WORK ORDER: From the passage on ADD and ADHD below, list every ADHD subtype that the DSM-IV identified in 1994.

ADD and ADHD Are the Same Condition
ADD and ADHD are two different names for the same condition. People get quite angry when they hear this and even leave me rude messages. It’s ok if you don’t like the term ADHD, but don’t shoot the messenger 🙂
As more research is carried out and our understanding of ADHD evolves, its name has changed to reflect this new knowledge.
In 1987, attention deficit hyperactivity disorder (ADHD) became the official name for the condition. This showed that hyperactivity was considered an important aspect of the condition.
However, many people still use ADD (attention deficit disorder), which was the formal name from 1980 to 1987 to describe what is now called Predominantly Inattentive Presentation, or use ADD and ADHD interchangeably.
2. Presentations are the New Subtypes
Back in 1994, “The Diagnostic and Statistical Manual of Mental Disorders-IV (DSM-IV)”identified 3 subtypes of ADHD. You could be diagnosed with either the following:
- Attention-Deficit/Hyperactivity Disorder, Combined Type
- Attention-Deficit/Hyperactivity Disorder, Predominantly Inattentive Type
- Attention-Deficit/Hyperactivity Disorder, Predominantly Hyperactive-Impulsive Type.

RECORD EXTRACTS:
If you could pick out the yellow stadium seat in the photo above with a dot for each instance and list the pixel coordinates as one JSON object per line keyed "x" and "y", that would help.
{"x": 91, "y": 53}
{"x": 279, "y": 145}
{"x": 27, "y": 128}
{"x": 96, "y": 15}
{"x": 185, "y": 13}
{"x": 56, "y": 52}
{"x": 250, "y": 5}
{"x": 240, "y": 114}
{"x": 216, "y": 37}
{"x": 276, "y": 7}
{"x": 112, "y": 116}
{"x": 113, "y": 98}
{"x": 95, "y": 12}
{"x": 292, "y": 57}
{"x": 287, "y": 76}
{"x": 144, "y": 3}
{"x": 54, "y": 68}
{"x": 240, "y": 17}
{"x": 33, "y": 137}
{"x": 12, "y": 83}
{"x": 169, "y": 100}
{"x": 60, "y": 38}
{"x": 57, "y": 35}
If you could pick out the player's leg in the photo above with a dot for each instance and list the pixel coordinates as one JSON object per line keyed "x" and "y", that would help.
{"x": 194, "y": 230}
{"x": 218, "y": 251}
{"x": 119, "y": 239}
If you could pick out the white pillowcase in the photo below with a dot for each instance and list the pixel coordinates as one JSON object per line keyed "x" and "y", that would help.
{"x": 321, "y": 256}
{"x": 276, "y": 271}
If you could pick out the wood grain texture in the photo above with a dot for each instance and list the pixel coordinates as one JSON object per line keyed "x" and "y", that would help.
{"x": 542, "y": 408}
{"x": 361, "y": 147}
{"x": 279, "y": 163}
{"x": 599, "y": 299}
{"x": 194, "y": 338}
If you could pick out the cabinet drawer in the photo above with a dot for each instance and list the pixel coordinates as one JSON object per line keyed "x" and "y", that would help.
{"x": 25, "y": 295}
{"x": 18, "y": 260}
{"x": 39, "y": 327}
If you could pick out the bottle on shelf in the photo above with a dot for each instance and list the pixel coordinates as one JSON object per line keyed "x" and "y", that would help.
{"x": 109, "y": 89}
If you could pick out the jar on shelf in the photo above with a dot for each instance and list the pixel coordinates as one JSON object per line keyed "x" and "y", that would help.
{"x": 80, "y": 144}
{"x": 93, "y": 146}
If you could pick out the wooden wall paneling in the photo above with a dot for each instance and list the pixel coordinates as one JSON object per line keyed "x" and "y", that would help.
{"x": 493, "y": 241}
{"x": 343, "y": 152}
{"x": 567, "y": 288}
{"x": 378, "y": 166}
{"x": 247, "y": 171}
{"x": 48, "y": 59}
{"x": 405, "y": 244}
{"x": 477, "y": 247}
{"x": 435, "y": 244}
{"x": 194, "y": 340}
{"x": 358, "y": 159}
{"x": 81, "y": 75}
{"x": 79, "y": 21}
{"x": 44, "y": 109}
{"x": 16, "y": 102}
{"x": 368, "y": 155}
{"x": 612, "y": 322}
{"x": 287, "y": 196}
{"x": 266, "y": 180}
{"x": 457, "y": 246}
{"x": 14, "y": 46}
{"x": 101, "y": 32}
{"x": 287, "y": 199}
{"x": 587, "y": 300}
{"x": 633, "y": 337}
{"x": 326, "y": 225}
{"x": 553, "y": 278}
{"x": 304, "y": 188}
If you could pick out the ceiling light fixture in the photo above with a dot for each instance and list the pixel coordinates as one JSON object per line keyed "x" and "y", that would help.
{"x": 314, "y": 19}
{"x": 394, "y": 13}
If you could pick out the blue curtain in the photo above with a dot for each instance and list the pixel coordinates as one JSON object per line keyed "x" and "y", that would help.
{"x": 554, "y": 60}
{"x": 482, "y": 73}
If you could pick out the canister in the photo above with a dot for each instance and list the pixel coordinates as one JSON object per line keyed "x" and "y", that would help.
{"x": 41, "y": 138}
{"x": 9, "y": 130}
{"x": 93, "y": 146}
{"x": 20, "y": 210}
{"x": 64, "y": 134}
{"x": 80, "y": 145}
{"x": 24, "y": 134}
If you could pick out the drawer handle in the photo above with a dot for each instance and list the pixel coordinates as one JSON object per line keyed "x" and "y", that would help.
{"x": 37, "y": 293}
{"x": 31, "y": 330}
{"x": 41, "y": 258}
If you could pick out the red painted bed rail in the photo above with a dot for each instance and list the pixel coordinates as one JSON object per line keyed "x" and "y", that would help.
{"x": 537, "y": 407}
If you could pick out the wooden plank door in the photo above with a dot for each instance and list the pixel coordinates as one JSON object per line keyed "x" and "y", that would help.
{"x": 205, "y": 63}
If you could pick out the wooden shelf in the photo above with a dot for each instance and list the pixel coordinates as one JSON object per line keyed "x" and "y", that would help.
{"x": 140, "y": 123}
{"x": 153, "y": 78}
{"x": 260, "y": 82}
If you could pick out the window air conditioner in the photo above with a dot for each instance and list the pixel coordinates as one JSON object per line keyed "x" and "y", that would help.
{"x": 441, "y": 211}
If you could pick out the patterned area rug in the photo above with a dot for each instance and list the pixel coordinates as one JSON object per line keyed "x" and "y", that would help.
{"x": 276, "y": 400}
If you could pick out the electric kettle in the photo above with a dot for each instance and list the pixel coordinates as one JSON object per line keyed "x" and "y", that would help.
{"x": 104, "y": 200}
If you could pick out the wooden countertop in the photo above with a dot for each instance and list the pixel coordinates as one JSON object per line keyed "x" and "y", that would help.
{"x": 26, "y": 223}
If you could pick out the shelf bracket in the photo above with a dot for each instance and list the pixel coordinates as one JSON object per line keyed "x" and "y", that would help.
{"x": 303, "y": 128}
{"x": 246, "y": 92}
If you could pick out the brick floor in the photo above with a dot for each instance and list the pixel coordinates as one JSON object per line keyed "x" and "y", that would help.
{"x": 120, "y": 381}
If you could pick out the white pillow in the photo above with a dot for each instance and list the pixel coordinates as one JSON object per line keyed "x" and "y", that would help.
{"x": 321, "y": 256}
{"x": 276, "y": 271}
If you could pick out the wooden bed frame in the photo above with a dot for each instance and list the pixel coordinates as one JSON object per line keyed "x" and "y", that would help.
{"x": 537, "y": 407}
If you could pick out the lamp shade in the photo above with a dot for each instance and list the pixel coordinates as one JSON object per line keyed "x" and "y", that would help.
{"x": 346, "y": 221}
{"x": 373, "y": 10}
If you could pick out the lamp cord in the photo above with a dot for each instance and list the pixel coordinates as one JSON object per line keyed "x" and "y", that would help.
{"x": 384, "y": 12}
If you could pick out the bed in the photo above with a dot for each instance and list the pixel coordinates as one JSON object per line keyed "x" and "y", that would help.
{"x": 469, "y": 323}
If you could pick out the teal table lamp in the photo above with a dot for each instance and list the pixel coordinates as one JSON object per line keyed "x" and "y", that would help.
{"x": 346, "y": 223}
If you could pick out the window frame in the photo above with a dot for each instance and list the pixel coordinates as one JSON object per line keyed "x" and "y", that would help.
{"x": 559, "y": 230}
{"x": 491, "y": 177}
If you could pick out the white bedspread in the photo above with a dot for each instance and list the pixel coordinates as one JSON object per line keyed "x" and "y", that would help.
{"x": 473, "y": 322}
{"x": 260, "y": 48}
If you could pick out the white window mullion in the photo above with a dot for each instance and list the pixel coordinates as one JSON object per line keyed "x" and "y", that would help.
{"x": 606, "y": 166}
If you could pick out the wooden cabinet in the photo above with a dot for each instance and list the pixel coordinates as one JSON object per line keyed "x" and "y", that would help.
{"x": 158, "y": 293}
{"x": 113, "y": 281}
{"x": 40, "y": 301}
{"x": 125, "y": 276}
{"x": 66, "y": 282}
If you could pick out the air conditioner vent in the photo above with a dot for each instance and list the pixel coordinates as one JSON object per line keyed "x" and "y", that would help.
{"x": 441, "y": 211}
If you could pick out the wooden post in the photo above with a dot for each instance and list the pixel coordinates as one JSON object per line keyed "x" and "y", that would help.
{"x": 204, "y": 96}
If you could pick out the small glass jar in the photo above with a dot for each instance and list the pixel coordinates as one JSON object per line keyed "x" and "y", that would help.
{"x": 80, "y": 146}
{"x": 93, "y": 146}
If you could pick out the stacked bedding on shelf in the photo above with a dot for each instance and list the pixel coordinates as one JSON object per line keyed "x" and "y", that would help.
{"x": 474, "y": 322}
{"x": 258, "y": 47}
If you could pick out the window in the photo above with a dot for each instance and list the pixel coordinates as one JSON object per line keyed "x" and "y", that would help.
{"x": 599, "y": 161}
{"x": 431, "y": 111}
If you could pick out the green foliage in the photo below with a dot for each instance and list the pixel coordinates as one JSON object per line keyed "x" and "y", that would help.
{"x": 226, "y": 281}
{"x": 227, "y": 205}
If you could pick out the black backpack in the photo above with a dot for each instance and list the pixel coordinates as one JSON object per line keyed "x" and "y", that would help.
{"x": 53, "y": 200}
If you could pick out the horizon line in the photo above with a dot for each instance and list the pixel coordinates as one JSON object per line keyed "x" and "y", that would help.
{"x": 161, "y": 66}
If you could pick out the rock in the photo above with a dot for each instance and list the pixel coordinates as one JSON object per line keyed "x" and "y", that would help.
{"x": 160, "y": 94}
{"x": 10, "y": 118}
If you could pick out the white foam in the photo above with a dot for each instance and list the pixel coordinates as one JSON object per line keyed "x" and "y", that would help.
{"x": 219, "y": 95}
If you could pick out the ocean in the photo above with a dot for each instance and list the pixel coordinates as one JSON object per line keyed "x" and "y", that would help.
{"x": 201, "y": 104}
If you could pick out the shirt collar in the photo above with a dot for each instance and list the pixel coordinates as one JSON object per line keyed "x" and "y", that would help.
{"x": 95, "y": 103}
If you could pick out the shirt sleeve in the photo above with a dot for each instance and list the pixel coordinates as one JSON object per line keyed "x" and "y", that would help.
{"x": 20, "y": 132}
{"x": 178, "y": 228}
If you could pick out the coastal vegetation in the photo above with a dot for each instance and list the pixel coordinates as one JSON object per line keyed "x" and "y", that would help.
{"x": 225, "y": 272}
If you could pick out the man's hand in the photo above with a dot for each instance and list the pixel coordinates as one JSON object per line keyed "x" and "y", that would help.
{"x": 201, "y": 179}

RESPONSE TO THE EXERCISE:
- Attention-Deficit/Hyperactivity Disorder, Combined Type
- Attention-Deficit/Hyperactivity Disorder, Predominantly Inattentive Type
- Attention-Deficit/Hyperactivity Disorder, Predominantly Hyperactive-Impulsive Type